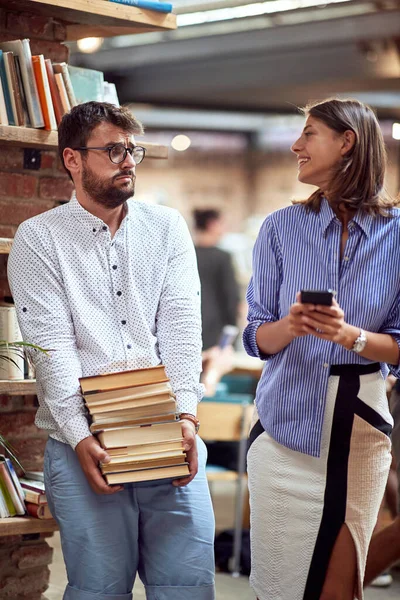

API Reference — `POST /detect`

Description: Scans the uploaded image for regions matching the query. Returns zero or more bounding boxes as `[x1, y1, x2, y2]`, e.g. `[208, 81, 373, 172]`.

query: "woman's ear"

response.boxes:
[63, 147, 80, 178]
[340, 130, 356, 156]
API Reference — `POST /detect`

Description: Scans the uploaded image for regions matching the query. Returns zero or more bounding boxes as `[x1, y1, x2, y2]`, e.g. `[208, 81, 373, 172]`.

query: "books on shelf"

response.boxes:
[25, 501, 53, 519]
[108, 0, 173, 12]
[80, 365, 189, 484]
[0, 303, 24, 380]
[0, 470, 54, 520]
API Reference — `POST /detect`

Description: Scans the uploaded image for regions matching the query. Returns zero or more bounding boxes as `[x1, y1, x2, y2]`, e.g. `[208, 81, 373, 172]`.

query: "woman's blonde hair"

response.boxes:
[295, 98, 398, 215]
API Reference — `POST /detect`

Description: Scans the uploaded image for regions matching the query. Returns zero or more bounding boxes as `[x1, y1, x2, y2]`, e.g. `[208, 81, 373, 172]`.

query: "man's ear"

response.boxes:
[63, 148, 81, 177]
[340, 130, 356, 156]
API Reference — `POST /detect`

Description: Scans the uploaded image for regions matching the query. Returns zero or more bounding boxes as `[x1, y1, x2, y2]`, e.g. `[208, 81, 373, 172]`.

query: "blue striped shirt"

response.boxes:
[243, 198, 400, 457]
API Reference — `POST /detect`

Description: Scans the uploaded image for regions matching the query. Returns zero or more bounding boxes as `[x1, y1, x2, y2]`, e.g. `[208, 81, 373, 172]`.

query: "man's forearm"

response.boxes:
[255, 316, 295, 356]
[364, 518, 400, 586]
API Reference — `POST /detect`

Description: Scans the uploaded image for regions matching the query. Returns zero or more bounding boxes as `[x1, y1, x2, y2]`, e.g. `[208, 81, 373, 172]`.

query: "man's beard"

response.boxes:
[82, 163, 135, 209]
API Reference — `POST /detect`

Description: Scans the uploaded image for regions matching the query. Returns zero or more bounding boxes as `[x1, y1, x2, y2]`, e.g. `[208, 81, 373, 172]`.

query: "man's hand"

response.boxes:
[75, 436, 123, 495]
[172, 419, 198, 487]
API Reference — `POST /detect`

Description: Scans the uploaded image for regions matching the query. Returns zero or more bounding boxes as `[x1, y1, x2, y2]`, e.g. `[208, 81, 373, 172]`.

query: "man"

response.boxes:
[364, 378, 400, 586]
[8, 102, 215, 600]
[193, 208, 240, 351]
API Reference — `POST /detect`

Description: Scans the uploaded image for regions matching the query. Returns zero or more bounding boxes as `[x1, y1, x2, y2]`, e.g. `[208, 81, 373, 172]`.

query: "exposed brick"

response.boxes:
[0, 225, 15, 237]
[0, 173, 37, 200]
[10, 438, 47, 472]
[0, 566, 50, 597]
[0, 411, 38, 437]
[11, 542, 53, 570]
[39, 177, 74, 201]
[0, 277, 11, 299]
[5, 12, 56, 41]
[0, 200, 54, 227]
[40, 151, 57, 171]
[0, 146, 23, 170]
[29, 38, 69, 63]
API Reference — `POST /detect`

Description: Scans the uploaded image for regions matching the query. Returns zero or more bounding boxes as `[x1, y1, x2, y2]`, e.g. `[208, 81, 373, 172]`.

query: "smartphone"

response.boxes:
[218, 325, 239, 348]
[300, 290, 333, 306]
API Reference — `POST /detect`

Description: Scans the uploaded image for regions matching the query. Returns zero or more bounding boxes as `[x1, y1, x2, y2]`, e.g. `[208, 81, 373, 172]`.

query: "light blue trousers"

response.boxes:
[44, 436, 215, 600]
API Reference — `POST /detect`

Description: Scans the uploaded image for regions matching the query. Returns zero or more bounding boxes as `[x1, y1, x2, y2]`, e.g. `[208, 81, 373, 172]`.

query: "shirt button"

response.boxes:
[22, 307, 27, 312]
[92, 228, 96, 233]
[323, 363, 329, 368]
[112, 265, 117, 270]
[102, 226, 107, 231]
[117, 291, 122, 296]
[344, 256, 349, 261]
[127, 344, 132, 349]
[121, 320, 126, 325]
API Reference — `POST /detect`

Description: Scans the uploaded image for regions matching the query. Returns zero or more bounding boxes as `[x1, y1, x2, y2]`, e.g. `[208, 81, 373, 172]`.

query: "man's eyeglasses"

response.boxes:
[73, 143, 146, 165]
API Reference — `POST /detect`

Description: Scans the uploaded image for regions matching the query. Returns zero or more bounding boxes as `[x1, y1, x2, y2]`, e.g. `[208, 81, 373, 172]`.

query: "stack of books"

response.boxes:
[19, 472, 53, 519]
[80, 365, 190, 484]
[0, 38, 119, 131]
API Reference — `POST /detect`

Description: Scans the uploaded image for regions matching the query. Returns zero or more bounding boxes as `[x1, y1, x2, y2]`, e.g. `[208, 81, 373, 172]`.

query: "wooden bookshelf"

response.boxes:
[0, 516, 58, 537]
[0, 126, 168, 158]
[0, 380, 37, 395]
[0, 238, 12, 254]
[1, 0, 177, 40]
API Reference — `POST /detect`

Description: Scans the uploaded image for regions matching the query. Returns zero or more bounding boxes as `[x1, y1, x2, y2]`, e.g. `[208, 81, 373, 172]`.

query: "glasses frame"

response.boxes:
[72, 143, 146, 165]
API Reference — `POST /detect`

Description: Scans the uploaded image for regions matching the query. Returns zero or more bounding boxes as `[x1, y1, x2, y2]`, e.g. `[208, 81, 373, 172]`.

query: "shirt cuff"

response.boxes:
[386, 333, 400, 378]
[243, 321, 273, 361]
[61, 414, 92, 450]
[176, 389, 202, 417]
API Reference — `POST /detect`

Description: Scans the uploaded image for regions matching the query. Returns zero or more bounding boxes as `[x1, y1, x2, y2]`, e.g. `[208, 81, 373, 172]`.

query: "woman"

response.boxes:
[244, 98, 400, 600]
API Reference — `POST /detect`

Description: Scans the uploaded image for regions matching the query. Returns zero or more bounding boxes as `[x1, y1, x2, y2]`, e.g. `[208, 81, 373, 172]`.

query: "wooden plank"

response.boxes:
[0, 516, 58, 537]
[0, 380, 37, 395]
[0, 238, 12, 254]
[0, 0, 176, 39]
[0, 126, 168, 158]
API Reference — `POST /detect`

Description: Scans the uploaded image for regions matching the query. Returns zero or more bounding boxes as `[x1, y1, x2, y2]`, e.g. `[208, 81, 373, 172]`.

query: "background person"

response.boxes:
[244, 98, 400, 600]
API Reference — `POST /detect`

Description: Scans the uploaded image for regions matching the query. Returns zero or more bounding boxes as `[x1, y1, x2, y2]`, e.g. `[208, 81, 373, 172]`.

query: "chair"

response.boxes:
[198, 390, 254, 576]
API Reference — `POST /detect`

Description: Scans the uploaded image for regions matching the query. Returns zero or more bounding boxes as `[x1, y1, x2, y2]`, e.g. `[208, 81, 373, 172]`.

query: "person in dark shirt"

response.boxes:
[193, 209, 240, 350]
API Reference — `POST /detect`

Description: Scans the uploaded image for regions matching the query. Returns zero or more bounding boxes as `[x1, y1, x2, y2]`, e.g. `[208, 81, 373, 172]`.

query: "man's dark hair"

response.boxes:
[193, 209, 221, 231]
[58, 101, 144, 179]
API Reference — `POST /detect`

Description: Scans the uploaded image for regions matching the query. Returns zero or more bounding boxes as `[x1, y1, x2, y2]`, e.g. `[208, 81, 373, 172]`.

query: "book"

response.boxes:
[68, 65, 104, 104]
[108, 0, 173, 12]
[0, 485, 9, 518]
[80, 365, 168, 395]
[0, 464, 17, 516]
[22, 471, 44, 483]
[105, 463, 189, 485]
[21, 487, 47, 505]
[53, 63, 77, 107]
[4, 457, 26, 507]
[32, 55, 57, 131]
[19, 477, 46, 493]
[14, 56, 31, 126]
[3, 51, 24, 126]
[84, 380, 173, 405]
[0, 50, 13, 125]
[0, 304, 24, 380]
[0, 460, 25, 515]
[25, 502, 53, 519]
[102, 455, 186, 473]
[103, 81, 119, 106]
[0, 39, 44, 128]
[104, 447, 185, 465]
[44, 59, 64, 124]
[90, 398, 176, 421]
[54, 72, 71, 114]
[97, 420, 183, 449]
[106, 439, 183, 457]
[0, 77, 8, 126]
[90, 411, 177, 433]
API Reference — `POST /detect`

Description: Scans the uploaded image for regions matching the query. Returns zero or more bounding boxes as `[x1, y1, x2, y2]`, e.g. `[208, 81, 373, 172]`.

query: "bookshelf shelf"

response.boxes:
[1, 0, 177, 40]
[0, 380, 37, 395]
[0, 238, 12, 254]
[0, 126, 169, 158]
[0, 516, 58, 537]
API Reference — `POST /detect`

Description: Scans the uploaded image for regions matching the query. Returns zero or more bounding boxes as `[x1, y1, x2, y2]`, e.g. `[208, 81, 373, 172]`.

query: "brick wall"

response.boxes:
[0, 7, 69, 598]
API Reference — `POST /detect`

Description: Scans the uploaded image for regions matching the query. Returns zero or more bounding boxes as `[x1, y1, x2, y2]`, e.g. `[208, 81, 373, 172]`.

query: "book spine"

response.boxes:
[0, 464, 17, 516]
[5, 457, 26, 507]
[0, 459, 25, 514]
[44, 59, 64, 124]
[0, 77, 9, 125]
[3, 52, 19, 125]
[32, 56, 57, 131]
[20, 39, 44, 128]
[53, 63, 77, 107]
[0, 51, 14, 125]
[108, 0, 173, 11]
[54, 73, 71, 113]
[6, 52, 25, 126]
[14, 56, 30, 126]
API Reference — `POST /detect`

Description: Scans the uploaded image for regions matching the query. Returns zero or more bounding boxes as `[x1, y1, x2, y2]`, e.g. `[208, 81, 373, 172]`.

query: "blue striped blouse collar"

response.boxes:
[319, 197, 373, 238]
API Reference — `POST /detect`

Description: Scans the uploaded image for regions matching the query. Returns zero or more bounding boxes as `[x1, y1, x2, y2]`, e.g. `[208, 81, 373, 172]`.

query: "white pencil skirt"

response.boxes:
[247, 363, 392, 600]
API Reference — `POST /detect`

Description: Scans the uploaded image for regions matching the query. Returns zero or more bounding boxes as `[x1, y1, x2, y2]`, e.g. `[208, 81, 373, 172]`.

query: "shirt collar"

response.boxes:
[68, 192, 130, 236]
[319, 196, 372, 238]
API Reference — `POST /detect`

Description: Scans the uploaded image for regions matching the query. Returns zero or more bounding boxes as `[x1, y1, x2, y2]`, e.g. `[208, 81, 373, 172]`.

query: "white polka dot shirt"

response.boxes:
[8, 193, 203, 449]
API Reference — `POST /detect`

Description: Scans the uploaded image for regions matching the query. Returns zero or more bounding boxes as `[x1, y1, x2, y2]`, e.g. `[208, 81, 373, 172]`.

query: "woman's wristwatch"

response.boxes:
[351, 328, 367, 353]
[179, 413, 200, 433]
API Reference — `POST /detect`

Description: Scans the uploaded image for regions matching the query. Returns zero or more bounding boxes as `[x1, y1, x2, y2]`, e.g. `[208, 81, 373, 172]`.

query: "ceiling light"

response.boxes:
[392, 123, 400, 140]
[171, 135, 192, 151]
[77, 37, 104, 53]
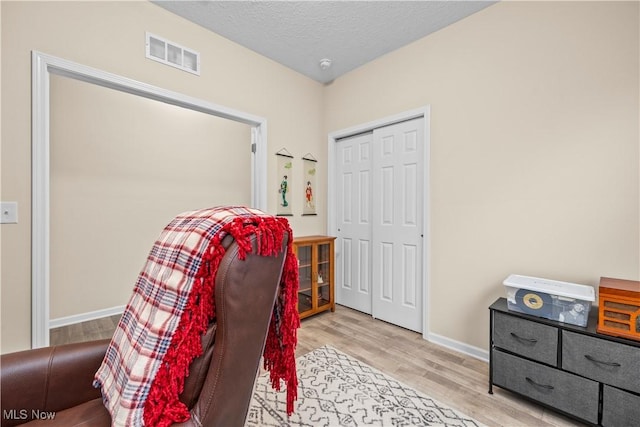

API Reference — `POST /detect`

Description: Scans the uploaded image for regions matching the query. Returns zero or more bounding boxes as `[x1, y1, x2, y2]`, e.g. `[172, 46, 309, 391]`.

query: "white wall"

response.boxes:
[324, 1, 639, 351]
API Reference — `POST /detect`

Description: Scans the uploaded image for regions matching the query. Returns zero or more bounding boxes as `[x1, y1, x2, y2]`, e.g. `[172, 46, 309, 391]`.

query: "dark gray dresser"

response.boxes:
[489, 298, 640, 426]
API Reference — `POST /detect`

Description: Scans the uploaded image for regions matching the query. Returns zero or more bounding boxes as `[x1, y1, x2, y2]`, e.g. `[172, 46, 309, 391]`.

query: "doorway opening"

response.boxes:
[32, 51, 267, 347]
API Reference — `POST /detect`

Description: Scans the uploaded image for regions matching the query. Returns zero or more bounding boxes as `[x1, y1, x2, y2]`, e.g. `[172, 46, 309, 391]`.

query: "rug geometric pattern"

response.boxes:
[245, 346, 484, 427]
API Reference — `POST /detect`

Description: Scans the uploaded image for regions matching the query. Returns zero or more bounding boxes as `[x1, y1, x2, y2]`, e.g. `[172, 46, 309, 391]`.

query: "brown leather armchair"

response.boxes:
[1, 234, 288, 427]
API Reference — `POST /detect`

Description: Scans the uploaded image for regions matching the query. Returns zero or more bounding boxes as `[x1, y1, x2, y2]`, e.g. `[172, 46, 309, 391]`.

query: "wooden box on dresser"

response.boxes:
[292, 236, 336, 319]
[489, 298, 640, 426]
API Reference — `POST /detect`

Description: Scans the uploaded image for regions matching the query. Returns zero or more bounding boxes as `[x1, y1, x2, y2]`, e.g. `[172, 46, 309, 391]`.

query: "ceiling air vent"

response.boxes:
[145, 32, 200, 75]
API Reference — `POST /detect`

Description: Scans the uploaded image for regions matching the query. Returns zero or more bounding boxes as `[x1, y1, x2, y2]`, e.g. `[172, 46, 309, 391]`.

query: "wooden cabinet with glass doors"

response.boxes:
[292, 236, 336, 319]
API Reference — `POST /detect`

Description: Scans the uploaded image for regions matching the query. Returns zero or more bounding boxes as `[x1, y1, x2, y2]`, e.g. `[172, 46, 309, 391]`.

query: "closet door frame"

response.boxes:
[327, 106, 431, 340]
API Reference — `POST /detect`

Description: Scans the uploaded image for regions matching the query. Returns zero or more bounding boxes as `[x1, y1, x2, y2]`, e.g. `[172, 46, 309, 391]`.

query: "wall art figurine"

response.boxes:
[302, 153, 317, 216]
[276, 148, 293, 216]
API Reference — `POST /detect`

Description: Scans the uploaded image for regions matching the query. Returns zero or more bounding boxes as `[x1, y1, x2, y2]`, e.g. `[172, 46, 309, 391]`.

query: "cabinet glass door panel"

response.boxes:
[317, 243, 331, 286]
[318, 243, 331, 265]
[298, 290, 312, 313]
[318, 284, 331, 308]
[316, 243, 332, 309]
[297, 245, 312, 313]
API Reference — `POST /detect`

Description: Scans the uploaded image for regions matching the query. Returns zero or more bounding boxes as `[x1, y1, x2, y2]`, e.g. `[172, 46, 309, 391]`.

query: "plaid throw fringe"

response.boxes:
[93, 206, 299, 426]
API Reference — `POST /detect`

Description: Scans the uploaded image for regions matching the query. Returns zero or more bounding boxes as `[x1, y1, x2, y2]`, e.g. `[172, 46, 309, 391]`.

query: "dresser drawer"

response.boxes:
[492, 349, 599, 424]
[601, 385, 640, 427]
[493, 311, 558, 366]
[562, 330, 640, 394]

→ Problem to work on: Wherever "collar" appears in the listing, report the line it is on.

→ Written answer:
query: "blue striped blouse collar"
query: "shirt collar"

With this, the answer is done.